- **JOBS**
**A.** In the text on forgiveness and reconciliation, what three things does reconciliation demand?
**B.** Write what comes next in the text on forgiveness and reconciliation, picking up after its final line.

==== TEXT PROVIDED

Reconciliation is not a moral virtue, because it is not something you can do on your own, but instead is a negotiation strategy in which two or more people come together again in mutual trust. Then, it requires the effort of both parties. A different kind of effort on each side.

With forgiveness you start with the inner quality of a motivation to rid yourself of resentment and the inner intention to be good, within reason, toward an offending person. If the person you have already forgiven (because you don’t have any negative feelings) has no inner sorrow, never intends to apologize or to make amends, then you (probably) do not exercise the outward quality of forgiveness directly to that person. Yet, you still can have the intention to reconcile if the person substantially changes and the interactions become safe. Or you even can show an outward quality of forgiveness, while protecting your own space and integrity, to make clear your intention of reconciliation.

Suppose now that you decide to make the following rule for your life: I will not forgive if I cannot reconcile. What, then, are the implications for your own inner world, for your own psychological and spiritual health? Deep anger from injustices can lead to a lack of trust in general, undermining potentially uplifting relationships. The offer of forgiveness can be unconditional, not at all dependent on the other’s response of any kind, including an apology.

RECONCILIATION requires the participation of both parties. It demands forgiveness, real CHANGE, and acceptance of forgiveness. It also brings new insights about who we are and adult Christian growth. Humanly speaking, when at least one party is deeply and unfairly hurt, reconciliation is conditional, dependent on how the offending party or parties understand their hurtful ways. That’s true…

  • BUT let us talk now about JESUS’ HOPE.

Can you remember the phrase above; “The purpose is not to get rid-of, but to gain!” Never lose sight of the purpose, to gain the brother. People need time to heal, but it is not for eternity.

Presiding Bishop Michael Curry has invited us to become (citing Martin Luther King Jr.) a beloved community.

But what is the Beloved Community in MLK’s own words? (7)

 “The end is reconciliation; the end is redemption; the end is the creation of the Beloved Community. It is this type of spirit and this type of love that can transform opponents into friends. It is this love which will bring about miracles in the hearts of men.”

-Martin Luther King Jr.

========
==== RECORDED INFORMATION

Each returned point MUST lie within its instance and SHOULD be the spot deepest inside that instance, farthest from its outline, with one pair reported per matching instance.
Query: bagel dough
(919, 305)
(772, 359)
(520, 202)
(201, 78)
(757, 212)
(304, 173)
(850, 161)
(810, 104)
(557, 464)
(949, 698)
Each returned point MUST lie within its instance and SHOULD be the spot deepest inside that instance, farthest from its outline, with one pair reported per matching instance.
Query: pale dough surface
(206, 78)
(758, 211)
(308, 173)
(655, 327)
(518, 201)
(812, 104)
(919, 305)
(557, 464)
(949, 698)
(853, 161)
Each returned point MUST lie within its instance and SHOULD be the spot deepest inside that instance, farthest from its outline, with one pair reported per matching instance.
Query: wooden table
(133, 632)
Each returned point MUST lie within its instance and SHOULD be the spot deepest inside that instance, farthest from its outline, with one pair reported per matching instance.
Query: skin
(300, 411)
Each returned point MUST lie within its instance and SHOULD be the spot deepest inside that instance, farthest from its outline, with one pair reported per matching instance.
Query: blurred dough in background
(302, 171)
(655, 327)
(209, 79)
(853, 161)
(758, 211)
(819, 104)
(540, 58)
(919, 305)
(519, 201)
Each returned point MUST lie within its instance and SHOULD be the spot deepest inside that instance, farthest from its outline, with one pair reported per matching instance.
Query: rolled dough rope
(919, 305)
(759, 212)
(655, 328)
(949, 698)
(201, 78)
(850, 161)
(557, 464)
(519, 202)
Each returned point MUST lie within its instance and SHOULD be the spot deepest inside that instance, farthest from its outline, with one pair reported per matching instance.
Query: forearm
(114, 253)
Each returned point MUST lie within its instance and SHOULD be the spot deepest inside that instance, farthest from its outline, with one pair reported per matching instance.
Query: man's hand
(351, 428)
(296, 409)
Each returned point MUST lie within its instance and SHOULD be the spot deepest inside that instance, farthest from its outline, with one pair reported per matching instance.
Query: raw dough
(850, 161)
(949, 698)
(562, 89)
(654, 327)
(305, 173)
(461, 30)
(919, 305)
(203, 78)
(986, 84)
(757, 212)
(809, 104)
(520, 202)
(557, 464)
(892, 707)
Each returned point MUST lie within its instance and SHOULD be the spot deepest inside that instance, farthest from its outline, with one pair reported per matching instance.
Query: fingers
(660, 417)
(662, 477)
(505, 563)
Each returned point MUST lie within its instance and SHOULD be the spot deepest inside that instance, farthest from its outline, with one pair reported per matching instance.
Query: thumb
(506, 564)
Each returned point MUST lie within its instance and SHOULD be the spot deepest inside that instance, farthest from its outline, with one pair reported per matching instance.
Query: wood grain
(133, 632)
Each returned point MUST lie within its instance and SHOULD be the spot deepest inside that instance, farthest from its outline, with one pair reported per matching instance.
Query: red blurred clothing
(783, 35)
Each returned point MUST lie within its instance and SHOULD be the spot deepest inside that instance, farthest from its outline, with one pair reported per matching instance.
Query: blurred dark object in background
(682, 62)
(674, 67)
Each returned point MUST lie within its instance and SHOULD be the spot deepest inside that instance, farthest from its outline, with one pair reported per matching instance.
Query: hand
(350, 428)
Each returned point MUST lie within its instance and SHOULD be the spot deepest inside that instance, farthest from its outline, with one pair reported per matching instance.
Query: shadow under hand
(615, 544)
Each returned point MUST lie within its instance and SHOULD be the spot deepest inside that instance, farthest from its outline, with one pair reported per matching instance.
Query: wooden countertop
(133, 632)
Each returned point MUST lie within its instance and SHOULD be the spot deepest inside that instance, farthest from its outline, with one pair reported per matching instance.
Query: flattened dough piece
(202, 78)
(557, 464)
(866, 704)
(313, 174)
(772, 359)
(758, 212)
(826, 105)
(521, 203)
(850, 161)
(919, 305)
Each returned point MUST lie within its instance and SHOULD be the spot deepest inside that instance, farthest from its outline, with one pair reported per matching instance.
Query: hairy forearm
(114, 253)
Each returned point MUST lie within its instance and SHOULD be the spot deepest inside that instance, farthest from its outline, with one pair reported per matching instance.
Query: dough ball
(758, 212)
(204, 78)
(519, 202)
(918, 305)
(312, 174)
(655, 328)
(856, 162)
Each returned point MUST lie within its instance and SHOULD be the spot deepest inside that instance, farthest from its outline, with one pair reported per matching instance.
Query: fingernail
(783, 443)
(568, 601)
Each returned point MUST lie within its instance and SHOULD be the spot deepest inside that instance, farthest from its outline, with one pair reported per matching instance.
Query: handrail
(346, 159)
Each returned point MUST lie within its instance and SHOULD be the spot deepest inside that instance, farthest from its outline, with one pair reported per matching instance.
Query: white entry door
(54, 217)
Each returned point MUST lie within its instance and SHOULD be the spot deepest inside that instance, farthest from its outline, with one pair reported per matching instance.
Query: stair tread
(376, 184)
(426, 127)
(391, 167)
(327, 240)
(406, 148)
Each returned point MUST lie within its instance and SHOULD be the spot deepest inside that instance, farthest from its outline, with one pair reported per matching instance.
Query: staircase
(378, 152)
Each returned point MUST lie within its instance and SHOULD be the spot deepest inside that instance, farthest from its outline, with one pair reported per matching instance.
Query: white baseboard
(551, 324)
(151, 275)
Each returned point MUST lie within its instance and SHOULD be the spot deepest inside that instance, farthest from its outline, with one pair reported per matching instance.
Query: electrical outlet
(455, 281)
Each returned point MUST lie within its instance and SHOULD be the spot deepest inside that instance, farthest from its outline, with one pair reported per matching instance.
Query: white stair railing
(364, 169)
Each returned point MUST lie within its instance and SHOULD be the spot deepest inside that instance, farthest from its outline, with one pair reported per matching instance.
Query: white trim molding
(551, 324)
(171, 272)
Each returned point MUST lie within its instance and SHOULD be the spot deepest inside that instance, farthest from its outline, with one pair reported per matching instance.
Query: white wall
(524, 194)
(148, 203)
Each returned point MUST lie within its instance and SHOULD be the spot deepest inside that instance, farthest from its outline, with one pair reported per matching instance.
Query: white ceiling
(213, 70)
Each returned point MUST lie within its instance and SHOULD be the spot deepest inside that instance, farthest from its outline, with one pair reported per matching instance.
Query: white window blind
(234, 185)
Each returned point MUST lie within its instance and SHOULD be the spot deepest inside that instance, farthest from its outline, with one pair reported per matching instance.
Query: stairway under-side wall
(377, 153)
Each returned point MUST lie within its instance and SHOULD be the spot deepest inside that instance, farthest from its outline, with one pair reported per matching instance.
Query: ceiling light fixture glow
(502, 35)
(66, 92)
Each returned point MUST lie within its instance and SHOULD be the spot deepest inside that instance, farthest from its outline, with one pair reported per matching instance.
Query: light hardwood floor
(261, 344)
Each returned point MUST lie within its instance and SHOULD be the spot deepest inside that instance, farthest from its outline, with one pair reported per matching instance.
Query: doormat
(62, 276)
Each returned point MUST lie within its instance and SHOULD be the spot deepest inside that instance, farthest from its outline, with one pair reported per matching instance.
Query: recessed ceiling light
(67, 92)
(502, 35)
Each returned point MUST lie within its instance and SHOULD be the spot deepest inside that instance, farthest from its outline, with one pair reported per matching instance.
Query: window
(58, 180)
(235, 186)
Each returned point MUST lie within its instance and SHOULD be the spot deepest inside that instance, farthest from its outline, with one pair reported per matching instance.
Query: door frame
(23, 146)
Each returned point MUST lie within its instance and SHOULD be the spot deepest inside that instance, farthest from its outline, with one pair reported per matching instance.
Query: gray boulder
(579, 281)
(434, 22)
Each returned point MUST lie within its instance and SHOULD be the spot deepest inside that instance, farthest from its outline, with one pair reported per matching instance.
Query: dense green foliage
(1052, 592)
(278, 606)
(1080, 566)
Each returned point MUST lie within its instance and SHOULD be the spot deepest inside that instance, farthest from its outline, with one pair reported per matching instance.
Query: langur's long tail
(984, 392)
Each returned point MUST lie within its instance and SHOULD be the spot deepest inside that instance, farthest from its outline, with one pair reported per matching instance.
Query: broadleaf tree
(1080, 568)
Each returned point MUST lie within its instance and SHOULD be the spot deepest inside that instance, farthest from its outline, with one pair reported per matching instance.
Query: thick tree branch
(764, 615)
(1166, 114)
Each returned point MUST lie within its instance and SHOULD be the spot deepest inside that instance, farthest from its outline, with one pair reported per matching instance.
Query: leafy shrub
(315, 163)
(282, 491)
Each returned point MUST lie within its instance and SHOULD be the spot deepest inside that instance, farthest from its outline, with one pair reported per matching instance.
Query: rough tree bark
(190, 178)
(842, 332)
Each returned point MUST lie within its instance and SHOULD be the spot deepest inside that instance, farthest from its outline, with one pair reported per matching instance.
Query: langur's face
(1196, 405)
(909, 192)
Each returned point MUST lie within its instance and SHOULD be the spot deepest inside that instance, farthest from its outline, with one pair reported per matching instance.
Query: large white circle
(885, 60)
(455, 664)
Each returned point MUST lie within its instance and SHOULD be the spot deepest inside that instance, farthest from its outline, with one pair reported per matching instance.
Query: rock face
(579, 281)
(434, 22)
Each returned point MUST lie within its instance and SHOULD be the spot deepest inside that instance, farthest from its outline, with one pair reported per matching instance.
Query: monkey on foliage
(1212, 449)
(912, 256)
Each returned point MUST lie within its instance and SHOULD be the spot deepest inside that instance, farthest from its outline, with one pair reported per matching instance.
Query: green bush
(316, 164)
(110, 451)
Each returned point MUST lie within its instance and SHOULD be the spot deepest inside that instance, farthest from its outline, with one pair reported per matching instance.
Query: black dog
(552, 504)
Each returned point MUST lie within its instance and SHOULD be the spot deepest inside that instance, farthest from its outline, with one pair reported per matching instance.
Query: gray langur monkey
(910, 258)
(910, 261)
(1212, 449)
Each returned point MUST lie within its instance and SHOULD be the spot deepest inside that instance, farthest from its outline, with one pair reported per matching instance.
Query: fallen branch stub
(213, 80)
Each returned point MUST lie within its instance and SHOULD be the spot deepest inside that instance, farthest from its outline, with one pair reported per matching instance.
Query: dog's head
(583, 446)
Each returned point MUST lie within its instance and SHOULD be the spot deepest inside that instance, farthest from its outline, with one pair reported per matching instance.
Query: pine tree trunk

========

- **RESULTS FOR THE EXERCISE**
**A.** Forgiveness, real change, and acceptance of forgiveness.

**B.**
What Jesus means by “…let him be to you like a Gentile and a tax collector” is that the impenitent brother who insists on malice, enmities, strife, envy, quarrels, dissensions, factions, gossip, bulling or refusal to let go of anger (this last applied to both sides), etc., excludes himself (and his ministry) from the beloved community, but Christians (the Church) can never close their hearts to reconciliation.

Jesus gave us to understand that conflicts would come because He knows how different we are. On many occasions, our problems won’t come only from the sin of the human heart. During and after reconciliation, we might learn much about our differences. Often, we judge others in haste. And there is also a mixture of both.

The reasons we dislike some individuals are often complex and, at first, indecípherable. Often, we are automatically averse to people who are different because they compel us to question our values, spirituality, culture, and ideologies, threatening to undermine our self-assurance. In fact, our aversion to specific individuals may actually be our response to our fear that specific qualities we see in them also exist within us.

Your aversion to certain individuals may not wane over time, yet the comprehension you gain through reflection can help you interact with them sympathetically, benévolently, and with a greater degree of kindness.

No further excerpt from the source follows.